::: SELECTED PASSAGE

# Two sets of triplets!!!



## Artdrake (Feb 21, 2013)

We had a set last night and another set today! Holy Cow!! This is our first time to go through kidding! What an experience!


----------



## happybleats (Sep 12, 2010)

congrats : ) triple the fun


----------



## lovemykidds (Dec 24, 2012)

And you're still sane?! Haha congrats hope everyone is well


----------



## nancy d (Oct 5, 2007)

Great! Pics as soon as you can?


----------



## Abra (Aug 11, 2012)

:fireworks:CONGRATULATIONS.!!!!!








But.... Ummmm..... Picks?
Those of us still waiting need out BABY FIX with PIC's.!!!!!???


----------



## Artdrake (Feb 21, 2013)

*2 sets of triplets*

I tried to post with pics yesterday. I'm not sure why they didn't go. Ill try again. It is only uploading one.

::::::
::: RECORD SET

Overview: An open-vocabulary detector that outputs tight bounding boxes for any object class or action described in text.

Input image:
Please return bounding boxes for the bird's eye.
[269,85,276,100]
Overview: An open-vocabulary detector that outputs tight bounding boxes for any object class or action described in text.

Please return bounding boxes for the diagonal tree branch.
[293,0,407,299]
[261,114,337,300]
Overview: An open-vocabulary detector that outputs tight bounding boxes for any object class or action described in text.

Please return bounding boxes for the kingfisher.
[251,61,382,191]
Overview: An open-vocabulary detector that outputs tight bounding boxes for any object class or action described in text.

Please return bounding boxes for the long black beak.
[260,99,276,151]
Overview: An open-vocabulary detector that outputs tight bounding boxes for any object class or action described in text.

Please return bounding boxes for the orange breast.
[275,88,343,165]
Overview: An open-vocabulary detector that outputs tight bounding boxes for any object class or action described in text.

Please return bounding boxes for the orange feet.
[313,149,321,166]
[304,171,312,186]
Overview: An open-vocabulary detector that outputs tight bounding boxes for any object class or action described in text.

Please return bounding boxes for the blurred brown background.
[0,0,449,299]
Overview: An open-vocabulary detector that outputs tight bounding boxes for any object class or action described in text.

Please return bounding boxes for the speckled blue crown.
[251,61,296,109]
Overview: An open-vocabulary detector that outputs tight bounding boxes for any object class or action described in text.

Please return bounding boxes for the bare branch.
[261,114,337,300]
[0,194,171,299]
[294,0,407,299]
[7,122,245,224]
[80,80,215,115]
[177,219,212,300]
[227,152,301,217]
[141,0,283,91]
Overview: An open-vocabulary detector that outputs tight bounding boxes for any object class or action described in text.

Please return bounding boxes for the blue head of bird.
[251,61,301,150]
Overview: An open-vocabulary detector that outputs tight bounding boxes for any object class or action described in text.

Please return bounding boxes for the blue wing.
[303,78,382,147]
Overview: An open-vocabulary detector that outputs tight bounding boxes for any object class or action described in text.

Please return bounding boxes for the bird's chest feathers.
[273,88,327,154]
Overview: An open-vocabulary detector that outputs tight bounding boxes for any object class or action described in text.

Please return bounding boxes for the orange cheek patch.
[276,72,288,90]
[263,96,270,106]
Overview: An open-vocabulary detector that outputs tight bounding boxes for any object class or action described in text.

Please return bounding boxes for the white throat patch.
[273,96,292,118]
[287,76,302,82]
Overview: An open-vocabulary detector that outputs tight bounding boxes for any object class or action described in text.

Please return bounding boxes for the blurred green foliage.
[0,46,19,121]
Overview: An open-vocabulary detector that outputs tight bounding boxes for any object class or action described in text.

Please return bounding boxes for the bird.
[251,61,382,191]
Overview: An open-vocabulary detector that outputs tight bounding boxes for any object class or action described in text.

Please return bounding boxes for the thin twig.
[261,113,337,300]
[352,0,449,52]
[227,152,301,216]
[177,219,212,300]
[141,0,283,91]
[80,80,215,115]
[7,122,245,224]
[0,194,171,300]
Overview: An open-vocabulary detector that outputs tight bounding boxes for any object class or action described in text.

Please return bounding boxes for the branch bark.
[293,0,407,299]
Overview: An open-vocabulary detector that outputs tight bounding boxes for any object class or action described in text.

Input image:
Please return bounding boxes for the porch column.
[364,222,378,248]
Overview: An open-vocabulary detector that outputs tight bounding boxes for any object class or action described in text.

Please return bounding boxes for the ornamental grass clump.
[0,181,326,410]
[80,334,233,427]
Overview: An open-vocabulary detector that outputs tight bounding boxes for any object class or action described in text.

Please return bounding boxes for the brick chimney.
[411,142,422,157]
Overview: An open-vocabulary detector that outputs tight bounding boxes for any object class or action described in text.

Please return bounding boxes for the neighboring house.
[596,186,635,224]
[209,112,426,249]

::::::

> _OBJECTIVE 1_
Answer from the forum thread about two sets of triplets:
(a) According to Artdrake's first post, when did the first set arrive?
(b) What date appears beside the name nancy d?
(c) In Artdrake's last post, how many pictures did Artdrake say were uploading?
> _OBJECTIVE 2_
Print the triplets thread from "## lovemykidds (Dec" to "as you can?".
> _OBJECTIVE 3_
Proceed with the forum thread about two sets of triplets from the point where it stops.
None of the items is needed here.

> _RESPONSE 1_
(a) Last night.
(b) Oct 5, 2007.
(c) Only one.

> _RESPONSE 2_
## lovemykidds (Dec 24, 2012)

And you're still sane?! Haha congrats hope everyone is well


----------



## nancy d (Oct 5, 2007)

Great! Pics as soon as you can?

> _RESPONSE 3_
----------



## Frosty1 (Jul 12, 2011)

They're so cute!!! I love the little paint.  Congrats!!!! Do you have any more to kid this year?


----------



## NavaBoerFarm (Dec 15, 2012)

Looks like you got some doelings 

Lucky you


----------



## lovemykidds (Dec 24, 2012)

Ahh gorgeous


----------



## thorsonfarms (Feb 21, 2013)

Aww so lucky!!


----------



## happybleats (Sep 12, 2010)

beautiful..congrats : )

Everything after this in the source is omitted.